-- start of INFORMATION PROVIDED --
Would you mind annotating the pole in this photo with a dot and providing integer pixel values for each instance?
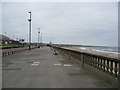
(29, 31)
(38, 37)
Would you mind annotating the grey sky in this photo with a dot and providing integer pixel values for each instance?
(89, 23)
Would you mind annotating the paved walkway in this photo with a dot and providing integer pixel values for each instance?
(40, 68)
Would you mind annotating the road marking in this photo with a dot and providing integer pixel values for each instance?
(36, 62)
(67, 65)
(57, 64)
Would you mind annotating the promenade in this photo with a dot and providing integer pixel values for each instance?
(40, 68)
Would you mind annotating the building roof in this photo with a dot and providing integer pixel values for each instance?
(3, 37)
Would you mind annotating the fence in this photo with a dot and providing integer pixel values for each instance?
(106, 64)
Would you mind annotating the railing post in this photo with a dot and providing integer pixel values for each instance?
(82, 58)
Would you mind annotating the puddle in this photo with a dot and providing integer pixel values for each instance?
(57, 64)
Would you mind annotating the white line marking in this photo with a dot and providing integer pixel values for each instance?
(67, 65)
(36, 62)
(57, 64)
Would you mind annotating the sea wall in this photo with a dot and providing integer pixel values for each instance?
(103, 67)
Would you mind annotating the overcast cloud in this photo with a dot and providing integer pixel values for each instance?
(86, 23)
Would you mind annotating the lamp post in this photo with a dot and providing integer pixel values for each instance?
(38, 37)
(29, 31)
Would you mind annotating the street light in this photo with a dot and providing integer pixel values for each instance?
(38, 37)
(29, 31)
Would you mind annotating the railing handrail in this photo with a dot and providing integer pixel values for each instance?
(91, 54)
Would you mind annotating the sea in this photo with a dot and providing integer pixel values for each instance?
(107, 49)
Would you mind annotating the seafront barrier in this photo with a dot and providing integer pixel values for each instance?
(13, 51)
(105, 64)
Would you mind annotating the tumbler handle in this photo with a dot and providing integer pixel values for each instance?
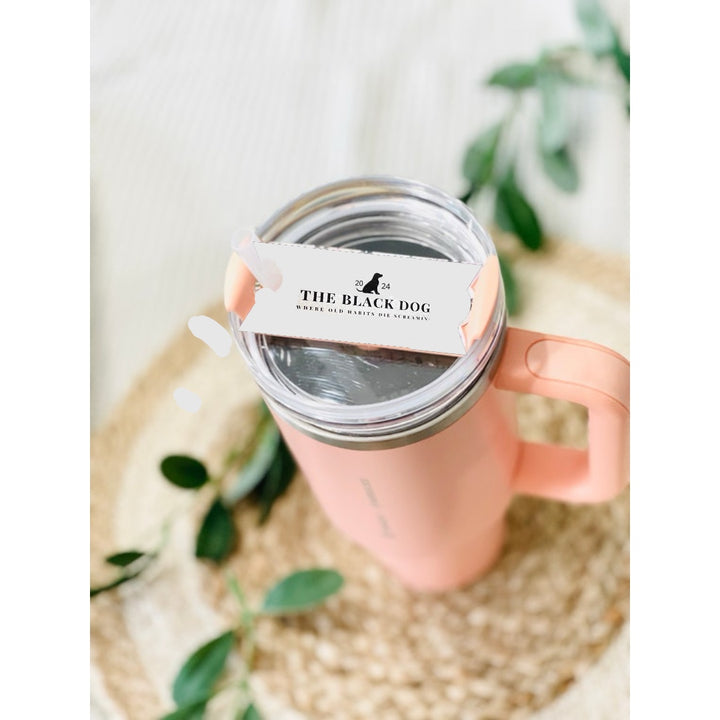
-- end of INFORMATION PROVIDED --
GOAL:
Can you gather every line of the listing above that contains the string "marking"?

THE OUTPUT:
Would you mind annotating the road marking in this photo with a dot and providing integer pixel values for each instance?
Would you mind annotating the white line marking in this photo with a dot and providing integer pixel values for each instance?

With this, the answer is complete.